TEXT SHOWN:
────

Willow Pond Adventures #3

After resting in the safety of Klisp’s cavern, the party made their way back up into the ruins where they found the gnome Necromancer Gemelos waiting for them with a number of his skeletons.

DM Note: Designing an interesting, challenging, dangerous, but not immediately lethal boss fight for a party of level 1 PCs with no martial characters is fairly challenging. I decided to give Gemelos 4e style minions. He had 6 skeleton minions that all had 1 hit point, AC 11, no modifiers, and dealt 1d2 damage on a hit. Gemelos’ stripped down action oriented statblock is shown below. I left off any information that wouldn’t be relevant in the combat. I wanted him to do a decent amount of damage once or twice, feel tough, and have the summoned shadows and skeletons create a feeling of a big fight that wasn’t actually that dangerous. As it was, everyone ended the combat either unconscious or with less than 5 hit points remaining.

Gemelos took an arrow before he was able to cast invisibility, but the rogue, Ilenia’s was able to make a 24 perception check and follow Gemelos’ blood trail as he snuck away. While Welby and Haba fought off the skeletons and shadows, Ilenia and Walki-Patooki attacked Gemelos from range. Baba’s burning hands devastated the skeletons, but the shield spell made Gemelos very hard to hit. Haba was taken down before Welby finished off the last of the shadows and Gemelos knocked both Ilenia and Walki-Patooki out with an acid splash. Welby brought Haba back up with a Healing Word and Haba rushed forward and hit Gemelos with burning hands, slaying him.

The party found and returned the familial artifacts and they recovered a ring that allowed the wearer to better remember the Chant of the Ur Menig which will allow them to breathe the unbreathable air of the great, world-spanning cavern deep beneath the earth.

This brought them to level 2. They made their way back to the surface and continued on their way to Lastfort.

Willowpond Adventures #2

“Welcome children of wood and earth, air and stone,” intoned the resonant voice of the tree. “Panur give us the strength to weather the storms of fate and fortune, for who knows what is to come? All we can do is accept our fates.” The tree preached for some time about how the acceptance of suffering and hardship was the path to true happiness and freedom. Habbajabbalavaloo, Walki-Patooki, Ilenia, and Welby Wishbottom stood and listened along with the strangely mutated forest animals. Finally, the tree asked, “who among us today is ready to accept all things and transcend mortal notions of right and wrong, good and bad, before and after?”

After a momemt of thoughtful silence, Habba stepped forward and boldly said, “I am,” which prompted the others to as well. The animals reacted in surprise and having heard their voices for the first time, the tree said, “Oh! Uh… new comers! You have taken in the message of Panur so quickly. My children, show them to the mound.” The animals gathered around the party in a press and lead them splashing through some shallow water to a small mound crowned with stones. At the top was a shaft, some 30 feet deep.

────

ITEMS:
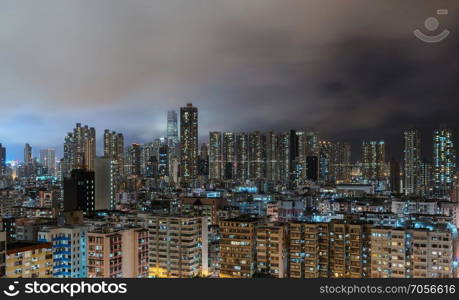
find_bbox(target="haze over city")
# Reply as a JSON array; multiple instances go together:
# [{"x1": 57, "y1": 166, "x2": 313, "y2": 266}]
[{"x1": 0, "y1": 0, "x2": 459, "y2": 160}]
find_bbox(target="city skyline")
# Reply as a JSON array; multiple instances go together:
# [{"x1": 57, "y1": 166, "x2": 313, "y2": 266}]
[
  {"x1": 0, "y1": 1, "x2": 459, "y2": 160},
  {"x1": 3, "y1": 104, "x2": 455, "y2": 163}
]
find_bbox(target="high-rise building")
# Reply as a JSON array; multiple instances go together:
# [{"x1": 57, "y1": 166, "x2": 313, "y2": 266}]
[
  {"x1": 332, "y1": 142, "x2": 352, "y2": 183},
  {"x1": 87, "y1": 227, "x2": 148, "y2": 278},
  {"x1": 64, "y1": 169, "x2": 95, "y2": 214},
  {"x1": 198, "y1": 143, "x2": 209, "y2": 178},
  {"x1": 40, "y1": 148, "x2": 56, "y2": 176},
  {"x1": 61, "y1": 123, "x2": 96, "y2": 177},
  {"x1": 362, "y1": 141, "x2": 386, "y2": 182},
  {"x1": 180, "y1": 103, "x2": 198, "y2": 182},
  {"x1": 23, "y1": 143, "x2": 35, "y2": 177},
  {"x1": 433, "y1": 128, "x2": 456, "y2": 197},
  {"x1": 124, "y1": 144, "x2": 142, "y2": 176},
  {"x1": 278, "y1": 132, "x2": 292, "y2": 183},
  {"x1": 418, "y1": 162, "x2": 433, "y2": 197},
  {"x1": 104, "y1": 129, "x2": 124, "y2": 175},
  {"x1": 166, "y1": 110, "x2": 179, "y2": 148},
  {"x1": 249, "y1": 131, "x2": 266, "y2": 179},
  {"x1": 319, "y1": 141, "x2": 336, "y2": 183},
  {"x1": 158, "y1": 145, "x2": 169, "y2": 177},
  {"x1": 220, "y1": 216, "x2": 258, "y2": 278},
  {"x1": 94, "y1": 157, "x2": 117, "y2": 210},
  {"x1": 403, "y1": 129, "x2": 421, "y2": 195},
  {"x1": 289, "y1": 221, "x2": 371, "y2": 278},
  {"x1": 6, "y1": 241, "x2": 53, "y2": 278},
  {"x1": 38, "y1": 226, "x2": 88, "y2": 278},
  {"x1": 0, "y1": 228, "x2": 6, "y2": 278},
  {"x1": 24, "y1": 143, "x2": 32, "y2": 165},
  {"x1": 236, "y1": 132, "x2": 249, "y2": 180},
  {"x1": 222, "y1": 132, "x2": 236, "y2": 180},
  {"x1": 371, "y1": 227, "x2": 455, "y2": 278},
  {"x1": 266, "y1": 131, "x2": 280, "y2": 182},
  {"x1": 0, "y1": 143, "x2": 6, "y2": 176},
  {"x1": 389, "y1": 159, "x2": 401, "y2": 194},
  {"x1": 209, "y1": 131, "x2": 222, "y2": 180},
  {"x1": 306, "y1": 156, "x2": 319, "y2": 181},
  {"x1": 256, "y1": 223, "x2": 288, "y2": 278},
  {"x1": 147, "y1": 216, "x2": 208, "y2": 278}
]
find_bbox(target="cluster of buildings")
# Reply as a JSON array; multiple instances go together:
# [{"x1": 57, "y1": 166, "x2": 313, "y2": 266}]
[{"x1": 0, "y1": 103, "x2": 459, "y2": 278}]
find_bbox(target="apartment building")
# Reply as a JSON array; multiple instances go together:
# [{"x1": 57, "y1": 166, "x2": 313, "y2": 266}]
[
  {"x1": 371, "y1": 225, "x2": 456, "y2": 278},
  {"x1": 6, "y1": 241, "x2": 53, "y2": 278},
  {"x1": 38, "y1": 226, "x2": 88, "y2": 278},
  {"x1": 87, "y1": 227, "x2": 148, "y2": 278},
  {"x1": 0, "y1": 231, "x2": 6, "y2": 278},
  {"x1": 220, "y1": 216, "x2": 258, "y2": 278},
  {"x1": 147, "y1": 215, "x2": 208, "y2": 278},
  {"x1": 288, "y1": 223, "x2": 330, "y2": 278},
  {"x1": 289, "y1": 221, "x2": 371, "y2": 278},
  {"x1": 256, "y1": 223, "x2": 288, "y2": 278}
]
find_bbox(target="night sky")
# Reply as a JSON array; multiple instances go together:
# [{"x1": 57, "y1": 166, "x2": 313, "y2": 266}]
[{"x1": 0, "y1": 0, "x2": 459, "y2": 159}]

────

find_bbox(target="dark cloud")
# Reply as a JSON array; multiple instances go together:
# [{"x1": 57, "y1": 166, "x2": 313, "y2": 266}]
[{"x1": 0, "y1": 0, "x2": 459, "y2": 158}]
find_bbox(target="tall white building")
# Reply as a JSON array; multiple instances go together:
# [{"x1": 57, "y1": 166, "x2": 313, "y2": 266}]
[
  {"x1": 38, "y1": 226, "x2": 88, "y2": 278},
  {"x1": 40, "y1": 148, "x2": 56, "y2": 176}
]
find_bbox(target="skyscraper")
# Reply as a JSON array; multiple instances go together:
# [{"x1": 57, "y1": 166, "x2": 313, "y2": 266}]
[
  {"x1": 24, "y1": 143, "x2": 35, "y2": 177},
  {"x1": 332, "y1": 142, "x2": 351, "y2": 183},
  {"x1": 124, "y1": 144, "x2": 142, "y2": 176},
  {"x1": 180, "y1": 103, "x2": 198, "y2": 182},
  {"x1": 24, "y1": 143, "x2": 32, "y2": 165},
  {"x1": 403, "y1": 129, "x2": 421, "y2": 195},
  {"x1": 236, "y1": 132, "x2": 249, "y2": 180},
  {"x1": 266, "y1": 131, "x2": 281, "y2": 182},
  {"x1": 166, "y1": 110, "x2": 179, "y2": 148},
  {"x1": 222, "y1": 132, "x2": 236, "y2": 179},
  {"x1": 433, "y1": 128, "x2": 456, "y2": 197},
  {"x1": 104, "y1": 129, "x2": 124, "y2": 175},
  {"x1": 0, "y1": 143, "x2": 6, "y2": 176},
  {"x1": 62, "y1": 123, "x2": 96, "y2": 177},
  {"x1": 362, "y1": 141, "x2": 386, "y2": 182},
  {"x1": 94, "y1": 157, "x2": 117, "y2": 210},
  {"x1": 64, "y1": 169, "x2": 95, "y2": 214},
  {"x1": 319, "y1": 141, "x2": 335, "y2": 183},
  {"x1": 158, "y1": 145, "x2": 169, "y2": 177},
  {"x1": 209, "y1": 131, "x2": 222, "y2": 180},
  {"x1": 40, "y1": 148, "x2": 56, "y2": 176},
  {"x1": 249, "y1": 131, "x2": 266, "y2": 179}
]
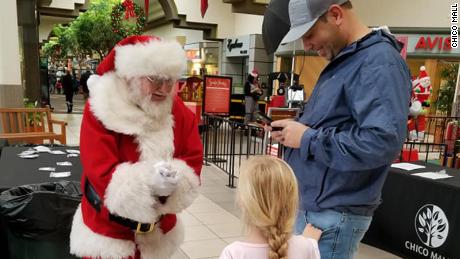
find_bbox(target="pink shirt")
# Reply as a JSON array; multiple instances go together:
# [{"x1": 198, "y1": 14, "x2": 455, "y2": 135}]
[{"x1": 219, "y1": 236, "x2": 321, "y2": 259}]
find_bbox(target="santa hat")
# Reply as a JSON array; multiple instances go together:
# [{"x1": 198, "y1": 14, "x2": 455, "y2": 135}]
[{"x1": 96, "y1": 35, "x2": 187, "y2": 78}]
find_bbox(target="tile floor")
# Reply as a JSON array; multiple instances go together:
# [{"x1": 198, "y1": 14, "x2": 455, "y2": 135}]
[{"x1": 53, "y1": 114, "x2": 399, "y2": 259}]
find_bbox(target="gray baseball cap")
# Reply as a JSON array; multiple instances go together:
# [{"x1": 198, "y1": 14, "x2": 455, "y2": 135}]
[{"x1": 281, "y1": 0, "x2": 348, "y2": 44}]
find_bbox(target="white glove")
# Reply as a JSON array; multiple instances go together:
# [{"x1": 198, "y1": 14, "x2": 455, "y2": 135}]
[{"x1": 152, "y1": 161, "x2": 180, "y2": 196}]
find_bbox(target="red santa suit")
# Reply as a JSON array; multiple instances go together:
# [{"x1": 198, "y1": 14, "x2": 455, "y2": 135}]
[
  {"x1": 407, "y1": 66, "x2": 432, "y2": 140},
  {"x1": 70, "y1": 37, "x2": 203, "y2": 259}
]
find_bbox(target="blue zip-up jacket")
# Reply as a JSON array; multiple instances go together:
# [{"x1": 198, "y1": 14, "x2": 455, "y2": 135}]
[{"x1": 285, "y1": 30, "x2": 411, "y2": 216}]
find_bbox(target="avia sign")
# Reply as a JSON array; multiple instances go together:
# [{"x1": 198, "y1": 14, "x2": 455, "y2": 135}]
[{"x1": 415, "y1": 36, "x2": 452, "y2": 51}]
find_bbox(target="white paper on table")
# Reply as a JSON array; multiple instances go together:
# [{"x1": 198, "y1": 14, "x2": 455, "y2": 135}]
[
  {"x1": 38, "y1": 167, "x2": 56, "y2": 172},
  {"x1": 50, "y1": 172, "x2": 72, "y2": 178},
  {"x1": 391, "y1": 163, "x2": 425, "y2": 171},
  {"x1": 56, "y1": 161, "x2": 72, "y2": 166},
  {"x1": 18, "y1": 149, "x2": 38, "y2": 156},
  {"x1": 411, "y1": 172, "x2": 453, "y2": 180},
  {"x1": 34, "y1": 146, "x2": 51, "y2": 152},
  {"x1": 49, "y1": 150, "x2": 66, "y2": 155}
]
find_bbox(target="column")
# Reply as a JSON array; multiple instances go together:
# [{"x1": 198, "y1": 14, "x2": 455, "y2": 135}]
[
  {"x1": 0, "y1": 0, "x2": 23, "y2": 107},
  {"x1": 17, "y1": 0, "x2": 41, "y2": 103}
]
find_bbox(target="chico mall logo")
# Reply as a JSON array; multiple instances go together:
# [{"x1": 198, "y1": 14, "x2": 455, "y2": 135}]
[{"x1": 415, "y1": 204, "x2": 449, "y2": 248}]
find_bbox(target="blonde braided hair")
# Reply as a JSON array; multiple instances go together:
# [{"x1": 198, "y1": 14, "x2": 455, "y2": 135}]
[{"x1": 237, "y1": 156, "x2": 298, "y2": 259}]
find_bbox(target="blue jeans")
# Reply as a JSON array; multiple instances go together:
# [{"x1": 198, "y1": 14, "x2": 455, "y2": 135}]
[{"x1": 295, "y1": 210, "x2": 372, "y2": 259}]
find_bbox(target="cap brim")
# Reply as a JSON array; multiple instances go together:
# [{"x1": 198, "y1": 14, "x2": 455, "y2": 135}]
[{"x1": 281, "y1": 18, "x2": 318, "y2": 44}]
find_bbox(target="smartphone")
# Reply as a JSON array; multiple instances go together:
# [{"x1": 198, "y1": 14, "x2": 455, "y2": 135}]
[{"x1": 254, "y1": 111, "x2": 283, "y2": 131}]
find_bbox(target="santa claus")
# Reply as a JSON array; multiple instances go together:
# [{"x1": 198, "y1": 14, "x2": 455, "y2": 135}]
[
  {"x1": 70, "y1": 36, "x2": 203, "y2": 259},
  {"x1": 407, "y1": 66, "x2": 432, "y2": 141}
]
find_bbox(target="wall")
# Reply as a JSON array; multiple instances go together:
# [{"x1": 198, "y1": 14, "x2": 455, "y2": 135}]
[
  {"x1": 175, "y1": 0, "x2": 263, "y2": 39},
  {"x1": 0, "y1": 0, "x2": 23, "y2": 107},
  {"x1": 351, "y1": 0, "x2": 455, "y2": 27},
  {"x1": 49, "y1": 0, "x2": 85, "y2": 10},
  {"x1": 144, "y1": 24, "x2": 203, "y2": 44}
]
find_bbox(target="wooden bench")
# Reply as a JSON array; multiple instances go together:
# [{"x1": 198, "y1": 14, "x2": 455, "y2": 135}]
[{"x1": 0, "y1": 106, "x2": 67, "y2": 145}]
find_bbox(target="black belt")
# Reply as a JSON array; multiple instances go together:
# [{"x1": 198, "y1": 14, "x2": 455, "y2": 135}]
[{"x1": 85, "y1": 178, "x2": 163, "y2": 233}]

────

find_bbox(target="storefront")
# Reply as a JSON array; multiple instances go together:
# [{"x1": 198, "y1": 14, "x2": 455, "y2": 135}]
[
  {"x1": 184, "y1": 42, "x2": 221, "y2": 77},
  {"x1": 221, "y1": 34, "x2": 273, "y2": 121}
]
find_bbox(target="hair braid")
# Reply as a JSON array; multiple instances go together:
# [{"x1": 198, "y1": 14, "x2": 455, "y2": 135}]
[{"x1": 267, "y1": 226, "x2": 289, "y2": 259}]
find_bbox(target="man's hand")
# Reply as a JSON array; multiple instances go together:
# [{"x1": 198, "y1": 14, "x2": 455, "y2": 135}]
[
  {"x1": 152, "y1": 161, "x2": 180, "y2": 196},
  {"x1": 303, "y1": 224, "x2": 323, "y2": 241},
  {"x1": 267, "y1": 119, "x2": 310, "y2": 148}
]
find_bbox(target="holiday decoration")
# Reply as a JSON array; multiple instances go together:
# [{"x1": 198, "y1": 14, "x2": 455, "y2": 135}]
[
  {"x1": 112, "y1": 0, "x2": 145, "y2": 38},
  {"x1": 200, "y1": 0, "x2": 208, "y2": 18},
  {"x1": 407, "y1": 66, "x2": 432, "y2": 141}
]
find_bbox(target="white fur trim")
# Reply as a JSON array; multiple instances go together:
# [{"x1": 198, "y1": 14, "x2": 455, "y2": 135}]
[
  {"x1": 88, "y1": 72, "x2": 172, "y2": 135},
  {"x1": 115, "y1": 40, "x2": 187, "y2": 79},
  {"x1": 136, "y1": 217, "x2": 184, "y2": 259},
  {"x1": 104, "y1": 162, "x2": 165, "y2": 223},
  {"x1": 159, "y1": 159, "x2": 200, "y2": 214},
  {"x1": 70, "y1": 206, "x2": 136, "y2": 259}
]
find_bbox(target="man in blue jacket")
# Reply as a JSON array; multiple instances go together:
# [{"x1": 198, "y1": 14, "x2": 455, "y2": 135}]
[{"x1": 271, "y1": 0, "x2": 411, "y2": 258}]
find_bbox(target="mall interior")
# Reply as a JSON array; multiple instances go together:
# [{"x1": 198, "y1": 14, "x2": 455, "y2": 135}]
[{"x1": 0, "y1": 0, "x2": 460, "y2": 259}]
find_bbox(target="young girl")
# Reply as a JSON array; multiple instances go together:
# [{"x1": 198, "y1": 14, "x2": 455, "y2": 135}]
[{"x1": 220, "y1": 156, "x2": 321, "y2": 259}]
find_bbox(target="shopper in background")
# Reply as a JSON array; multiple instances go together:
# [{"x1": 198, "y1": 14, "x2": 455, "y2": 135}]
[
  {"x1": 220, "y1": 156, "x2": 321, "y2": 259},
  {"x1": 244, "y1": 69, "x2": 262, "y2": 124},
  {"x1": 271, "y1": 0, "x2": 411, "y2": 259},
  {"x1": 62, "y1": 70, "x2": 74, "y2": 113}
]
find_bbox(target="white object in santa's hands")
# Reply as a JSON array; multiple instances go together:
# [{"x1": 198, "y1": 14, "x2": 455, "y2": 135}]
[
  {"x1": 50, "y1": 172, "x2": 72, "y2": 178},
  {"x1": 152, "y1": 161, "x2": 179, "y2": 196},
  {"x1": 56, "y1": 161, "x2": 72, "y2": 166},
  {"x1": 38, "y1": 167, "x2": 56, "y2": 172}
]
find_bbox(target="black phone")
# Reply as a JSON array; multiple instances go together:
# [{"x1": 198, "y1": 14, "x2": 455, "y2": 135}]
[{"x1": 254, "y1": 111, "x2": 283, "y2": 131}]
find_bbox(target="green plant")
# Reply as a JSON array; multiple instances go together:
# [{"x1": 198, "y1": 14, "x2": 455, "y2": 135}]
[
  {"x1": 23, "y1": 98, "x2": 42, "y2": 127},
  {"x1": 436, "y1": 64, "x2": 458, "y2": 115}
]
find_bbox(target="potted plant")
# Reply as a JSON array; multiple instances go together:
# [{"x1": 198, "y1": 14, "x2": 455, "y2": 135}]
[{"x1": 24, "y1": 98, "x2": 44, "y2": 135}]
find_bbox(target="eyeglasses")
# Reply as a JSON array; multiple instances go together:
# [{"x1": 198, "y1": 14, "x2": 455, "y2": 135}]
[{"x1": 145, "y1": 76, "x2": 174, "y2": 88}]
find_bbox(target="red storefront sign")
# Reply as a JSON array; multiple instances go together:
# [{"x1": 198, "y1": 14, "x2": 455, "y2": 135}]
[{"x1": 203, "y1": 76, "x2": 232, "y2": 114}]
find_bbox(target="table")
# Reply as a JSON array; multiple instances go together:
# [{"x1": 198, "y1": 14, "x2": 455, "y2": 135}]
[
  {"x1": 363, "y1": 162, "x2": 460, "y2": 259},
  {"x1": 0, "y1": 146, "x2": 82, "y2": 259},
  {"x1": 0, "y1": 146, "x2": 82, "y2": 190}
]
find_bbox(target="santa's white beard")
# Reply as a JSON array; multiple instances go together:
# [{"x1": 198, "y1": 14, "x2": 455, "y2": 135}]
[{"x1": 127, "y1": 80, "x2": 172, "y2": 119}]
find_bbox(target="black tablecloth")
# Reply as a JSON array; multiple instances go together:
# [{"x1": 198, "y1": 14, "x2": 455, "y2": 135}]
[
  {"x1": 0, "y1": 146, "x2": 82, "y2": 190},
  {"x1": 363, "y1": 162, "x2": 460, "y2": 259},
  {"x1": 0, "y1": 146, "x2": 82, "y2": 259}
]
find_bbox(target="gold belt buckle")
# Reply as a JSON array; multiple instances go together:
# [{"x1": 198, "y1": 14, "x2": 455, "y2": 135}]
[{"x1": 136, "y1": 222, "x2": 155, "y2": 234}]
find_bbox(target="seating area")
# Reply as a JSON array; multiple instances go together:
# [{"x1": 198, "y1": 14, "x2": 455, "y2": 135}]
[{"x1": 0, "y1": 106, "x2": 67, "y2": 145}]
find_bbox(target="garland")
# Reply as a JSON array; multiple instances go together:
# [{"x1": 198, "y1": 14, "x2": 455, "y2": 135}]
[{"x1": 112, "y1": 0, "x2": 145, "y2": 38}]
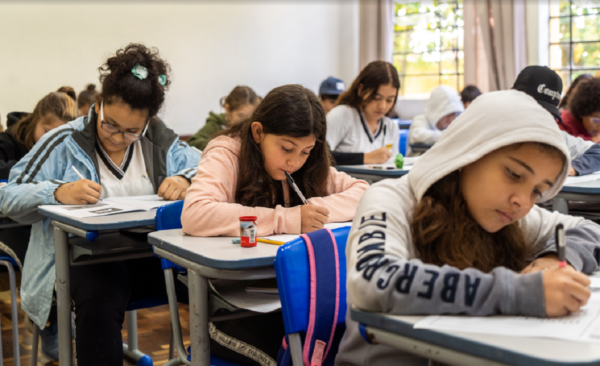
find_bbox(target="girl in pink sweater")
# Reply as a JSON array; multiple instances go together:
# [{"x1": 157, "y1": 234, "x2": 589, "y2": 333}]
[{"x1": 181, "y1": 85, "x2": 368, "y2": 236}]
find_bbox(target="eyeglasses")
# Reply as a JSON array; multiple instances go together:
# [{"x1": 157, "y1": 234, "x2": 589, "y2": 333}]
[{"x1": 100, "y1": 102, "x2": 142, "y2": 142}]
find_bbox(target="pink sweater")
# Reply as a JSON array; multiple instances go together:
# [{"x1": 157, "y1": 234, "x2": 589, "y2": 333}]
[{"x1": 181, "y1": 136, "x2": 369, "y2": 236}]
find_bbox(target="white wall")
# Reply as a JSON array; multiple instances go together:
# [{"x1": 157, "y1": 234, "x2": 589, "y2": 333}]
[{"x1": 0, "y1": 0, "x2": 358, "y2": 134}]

────

PROBLEMS TO SOLVE:
1. In the Willow Pond recap, which spell did Welby use to bring Haba back up?
2. Say whether each statement agrees with the Willow Pond recap, giving yes or no and quoting the words that decide it: (a) Gemelos had six skeleton minions. (b) The shaft at the top of the mound was about 50 feet deep. (c) The fight with Gemelos brought the party to level 3.
3. Put this sentence from the Willow Pond recap into Spanish: "They made their way back to the surface and continued on their way to Lastfort."

CORRECT ANSWERS:
1. Healing Word.

2.
(a) Yes: "He had 6 skeleton minions that all had 1 hit point"
(b) No: "At the top was a shaft, some 30 feet deep."
(c) No: "This brought them to level 2."

3. Regresaron a la superficie y continuaron su camino hacia Lastfort.